╭─ Exercise data

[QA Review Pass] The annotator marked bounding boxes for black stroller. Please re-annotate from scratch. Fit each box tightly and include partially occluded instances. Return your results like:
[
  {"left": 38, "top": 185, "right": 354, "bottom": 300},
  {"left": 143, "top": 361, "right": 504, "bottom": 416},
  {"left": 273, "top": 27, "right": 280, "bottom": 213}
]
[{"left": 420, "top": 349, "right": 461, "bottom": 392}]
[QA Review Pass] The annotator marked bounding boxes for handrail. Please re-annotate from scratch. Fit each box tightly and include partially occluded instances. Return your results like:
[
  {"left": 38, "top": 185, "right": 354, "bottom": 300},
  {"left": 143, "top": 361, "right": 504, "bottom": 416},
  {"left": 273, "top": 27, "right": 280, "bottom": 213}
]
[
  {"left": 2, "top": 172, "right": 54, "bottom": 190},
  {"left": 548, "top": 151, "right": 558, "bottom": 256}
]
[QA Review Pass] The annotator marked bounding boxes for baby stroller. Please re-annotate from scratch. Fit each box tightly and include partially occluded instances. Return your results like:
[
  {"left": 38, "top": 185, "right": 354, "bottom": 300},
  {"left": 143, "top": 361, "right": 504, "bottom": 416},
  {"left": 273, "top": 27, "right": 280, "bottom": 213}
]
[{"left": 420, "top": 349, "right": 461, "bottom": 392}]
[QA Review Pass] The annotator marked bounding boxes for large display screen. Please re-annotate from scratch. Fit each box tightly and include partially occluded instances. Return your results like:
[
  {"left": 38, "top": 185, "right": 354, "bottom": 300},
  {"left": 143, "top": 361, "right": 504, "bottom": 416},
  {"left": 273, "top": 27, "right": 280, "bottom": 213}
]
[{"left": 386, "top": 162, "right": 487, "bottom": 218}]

╰─

Exercise directions
Copy out all the rows above, requests included. Scale every bounding-box coordinate in the answers by 2.4 and round each result to a whole number, rounding halves up. Leave the requests and their format samples unchanged.

Output of the exercise
[QA Review Pass] The annotator marked bounding boxes for black stroller. Please re-annotate from scratch. Fit each box tightly and include partially occluded instances. Return your results like:
[
  {"left": 38, "top": 185, "right": 354, "bottom": 300},
  {"left": 143, "top": 361, "right": 504, "bottom": 416},
  {"left": 273, "top": 27, "right": 280, "bottom": 213}
]
[{"left": 1008, "top": 838, "right": 1106, "bottom": 941}]
[QA Review Pass] The annotator marked bounding boxes for handrail. Please re-annotate from scratch. Fit each box tightly and include partially occluded instances. Return your results like:
[
  {"left": 38, "top": 185, "right": 354, "bottom": 300},
  {"left": 143, "top": 361, "right": 504, "bottom": 416},
  {"left": 273, "top": 27, "right": 280, "bottom": 213}
]
[
  {"left": 5, "top": 413, "right": 130, "bottom": 456},
  {"left": 1315, "top": 362, "right": 1339, "bottom": 614}
]
[QA Review Pass] The annotator marked bounding boxes for baby stroller. Please re-annotate from scratch. Fit each box tightly and include partially occluded instances. Return your results like:
[
  {"left": 38, "top": 185, "right": 354, "bottom": 300},
  {"left": 143, "top": 361, "right": 504, "bottom": 416},
  {"left": 273, "top": 27, "right": 280, "bottom": 213}
]
[{"left": 1008, "top": 838, "right": 1106, "bottom": 941}]
[QA Review Pass] The annotator marked bounding boxes for large display screen. Please re-annotate from scratch. Fit each box tightly and include partially occluded instances. Return your results like:
[
  {"left": 38, "top": 185, "right": 354, "bottom": 300},
  {"left": 143, "top": 361, "right": 504, "bottom": 416},
  {"left": 273, "top": 27, "right": 280, "bottom": 213}
]
[{"left": 926, "top": 389, "right": 1169, "bottom": 523}]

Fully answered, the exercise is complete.